#### TEXT PROVIDED
Are We Environmentally Challenged?
Global warming has produced a nation of phony reformists. People think they’re doing the work that will help mitigate climate change, but don’t think about it long enough to realize it’s not working. Not only have the severe temperatures in the last couple of years been destructive, but the prospect of global warming has created a moral dilemma for those who hate the weather but can’t seem to actually do anything about it.
I recently checked a woman’s canvas bag at work. She handed me a bag imprinted with the words “I don’t use plastic bags,” and then handed me a bunch of plastic shopping bags. Global warming has made innocent people buy into a load of bullshit. How about a more truthful bag, one that proclaims, “I often use plastic bags”?
Scientists — from those who believe in global warming to those who don’t — agree that a couple years of extreme weather doesn’t constitute a legitimate case for a change in climate. According to the Environmental Protection Agency’s website, the weather is just what’s happening outside at any given moment while climate is the summary of weather over a long period of time. Only after many years of pattern analysis can a real change in climate be determined.
Ever since I’ve had a phone that tells me all the answers to anything I might need to know, I’ve woken up every morning prepared for the disappointment of the weather report before I even prepare my coffee. After I turn off my alarm on my phone I click on the weather button (that misleading icon of a sun and 73 degrees) and then moan because, no matter if it’s sun or snow, it’s going to be extreme.
According to the National Oceanic and Atmospheric Administration (NOAA), 2010 was the wettest year ever. And it tied with 2005 as the hottest. I’m going to go ahead and say that global warming is real. It’s a pain, it’s all our fault, and yet I can’t stop contributing to the burden. All I can do is look at the forecast and huff.

#### ACTIVITY LIST
1 > Decide whether each statement agrees with the global warming essay, answering yes or no and quoting the deciding words: (a) The writer checked a man's canvas bag at work. (b) According to NOAA, 2010 tied with 2005 as the hottest year. (c) Scientists agree that a couple years of extreme weather is enough to show a change in climate.
2 > In the global warming essay, list in order every action the writer takes in the sentence beginning "After I turn off my alarm."
3 > Copy out the part of the global warming essay between "I recently checked" and "climate be determined.", inclusive.

[Stored data entries]
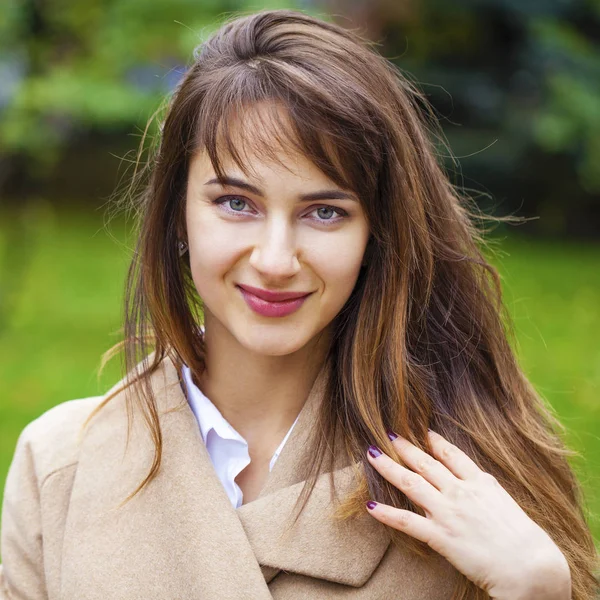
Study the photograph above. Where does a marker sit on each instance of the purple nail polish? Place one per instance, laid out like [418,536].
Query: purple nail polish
[374,451]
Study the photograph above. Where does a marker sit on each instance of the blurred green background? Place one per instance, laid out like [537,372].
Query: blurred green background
[516,85]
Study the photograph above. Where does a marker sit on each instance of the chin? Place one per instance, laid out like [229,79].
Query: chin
[274,343]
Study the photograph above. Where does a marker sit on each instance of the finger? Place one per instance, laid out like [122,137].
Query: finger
[423,463]
[412,484]
[453,457]
[407,521]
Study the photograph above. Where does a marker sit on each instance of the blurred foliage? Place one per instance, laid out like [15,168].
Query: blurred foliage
[516,84]
[66,310]
[100,64]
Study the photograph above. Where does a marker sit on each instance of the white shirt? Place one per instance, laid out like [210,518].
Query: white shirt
[228,450]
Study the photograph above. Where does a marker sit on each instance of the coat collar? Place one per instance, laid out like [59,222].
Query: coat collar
[180,536]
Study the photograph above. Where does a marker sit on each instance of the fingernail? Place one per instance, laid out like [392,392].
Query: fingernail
[374,451]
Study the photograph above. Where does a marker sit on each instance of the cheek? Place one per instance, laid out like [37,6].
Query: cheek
[338,263]
[213,250]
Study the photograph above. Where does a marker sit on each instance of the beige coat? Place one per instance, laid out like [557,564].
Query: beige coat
[64,535]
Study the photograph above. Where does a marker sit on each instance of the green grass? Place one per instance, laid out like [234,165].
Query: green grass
[60,304]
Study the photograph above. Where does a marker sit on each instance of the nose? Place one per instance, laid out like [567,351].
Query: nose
[275,253]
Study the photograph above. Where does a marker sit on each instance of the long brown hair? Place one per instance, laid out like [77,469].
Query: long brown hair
[423,340]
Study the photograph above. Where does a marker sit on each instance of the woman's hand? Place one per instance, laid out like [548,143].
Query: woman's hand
[472,521]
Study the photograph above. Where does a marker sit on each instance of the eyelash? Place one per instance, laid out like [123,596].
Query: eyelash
[342,213]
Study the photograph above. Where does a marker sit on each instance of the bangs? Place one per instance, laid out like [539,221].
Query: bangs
[246,115]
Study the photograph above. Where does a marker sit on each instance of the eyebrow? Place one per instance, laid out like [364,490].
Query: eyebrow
[320,195]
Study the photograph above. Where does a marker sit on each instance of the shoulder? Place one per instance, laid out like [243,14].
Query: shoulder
[51,441]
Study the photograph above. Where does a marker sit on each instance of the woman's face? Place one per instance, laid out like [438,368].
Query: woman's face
[262,233]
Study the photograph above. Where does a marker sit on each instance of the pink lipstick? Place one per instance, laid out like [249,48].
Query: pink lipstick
[272,304]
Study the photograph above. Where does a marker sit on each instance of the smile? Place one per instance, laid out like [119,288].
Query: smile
[268,308]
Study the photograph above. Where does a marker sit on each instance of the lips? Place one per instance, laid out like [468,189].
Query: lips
[273,296]
[286,303]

#### RESPONSES BY TASK
1 >
(a) No: "I recently checked a woman’s canvas bag at work."
(b) Yes: "And it tied with 2005 as the hottest."
(c) No: "agree that a couple years of extreme weather doesn’t constitute a legitimate case for a change in climate"

2 >
1. Turns off the alarm on the phone
2. Clicks on the weather button
3. Moans

3 >
I recently checked a woman’s canvas bag at work. She handed me a bag imprinted with the words “I don’t use plastic bags,” and then handed me a bunch of plastic shopping bags. Global warming has made innocent people buy into a load of bullshit. How about a more truthful bag, one that proclaims, “I often use plastic bags”?
Scientists — from those who believe in global warming to those who don’t — agree that a couple years of extreme weather doesn’t constitute a legitimate case for a change in climate. According to the Environmental Protection Agency’s website, the weather is just what’s happening outside at any given moment while climate is the summary of weather over a long period of time. Only after many years of pattern analysis can a real change in climate be determined.